### [Given problem]
Recast the lines from the line containing "Worksheet item 7: Locate every instance of the upholstered" up to and including the line containing "[255,118,401,231]" as a JSON list of strings, one string per line, leaving out any blank lines.
# start of Input for this task
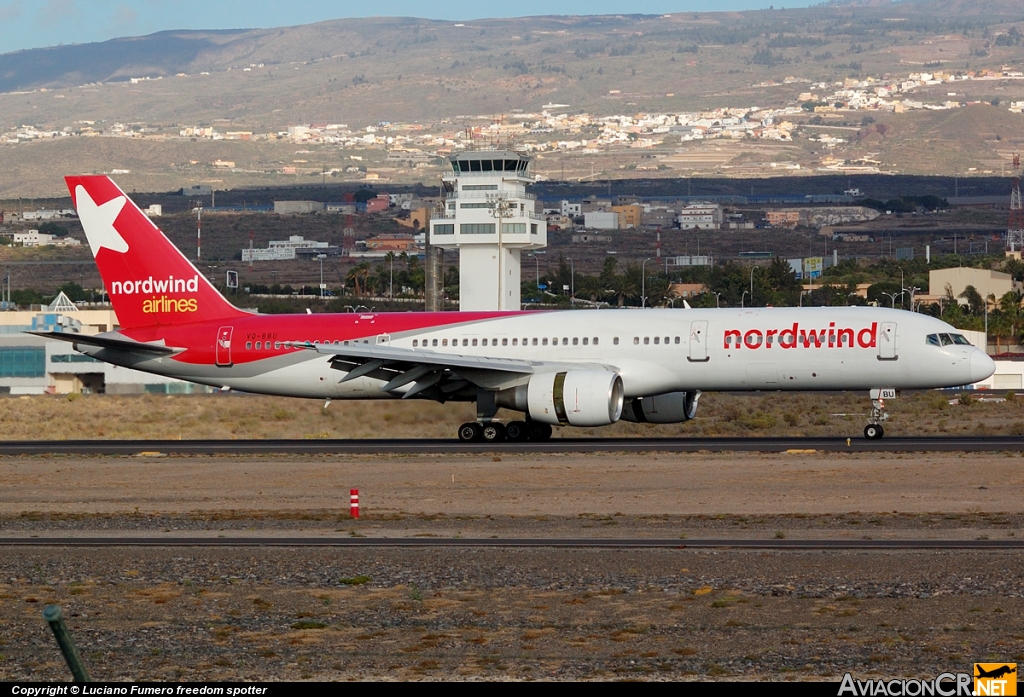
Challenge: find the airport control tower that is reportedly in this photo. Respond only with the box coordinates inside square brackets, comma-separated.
# end of Input for this task
# start of Input for this task
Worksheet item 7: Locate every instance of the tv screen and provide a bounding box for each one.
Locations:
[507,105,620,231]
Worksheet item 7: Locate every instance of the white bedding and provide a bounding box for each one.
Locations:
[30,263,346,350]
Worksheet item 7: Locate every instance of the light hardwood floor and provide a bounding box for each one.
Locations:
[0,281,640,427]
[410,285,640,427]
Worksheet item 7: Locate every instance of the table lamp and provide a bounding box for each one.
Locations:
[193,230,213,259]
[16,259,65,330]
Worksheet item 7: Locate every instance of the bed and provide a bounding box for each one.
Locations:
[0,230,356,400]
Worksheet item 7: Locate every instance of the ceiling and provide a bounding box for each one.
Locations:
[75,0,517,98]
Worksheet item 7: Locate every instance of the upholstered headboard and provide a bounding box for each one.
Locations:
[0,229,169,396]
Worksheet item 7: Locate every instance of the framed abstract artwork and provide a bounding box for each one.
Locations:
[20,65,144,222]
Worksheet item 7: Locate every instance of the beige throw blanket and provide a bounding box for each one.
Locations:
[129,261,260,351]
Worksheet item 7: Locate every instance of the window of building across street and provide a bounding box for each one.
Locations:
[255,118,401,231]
# end of Input for this task
### [Solution to the exercise]
[
  "Worksheet item 7: Locate every instance of the upholstered headboard and provide a bounding box for each one.",
  "Locations:",
  "[0,229,169,396]",
  "Worksheet item 7: Locate every instance of the framed abstract artwork and provide a bounding box for each one.",
  "Locations:",
  "[20,65,144,222]",
  "Worksheet item 7: Locate every instance of the beige throw blanket and provide a bounding box for each one.",
  "Locations:",
  "[129,261,260,351]",
  "Worksheet item 7: Locate every instance of the window of building across street and provide a bounding box for each one.",
  "Locations:",
  "[255,118,401,231]"
]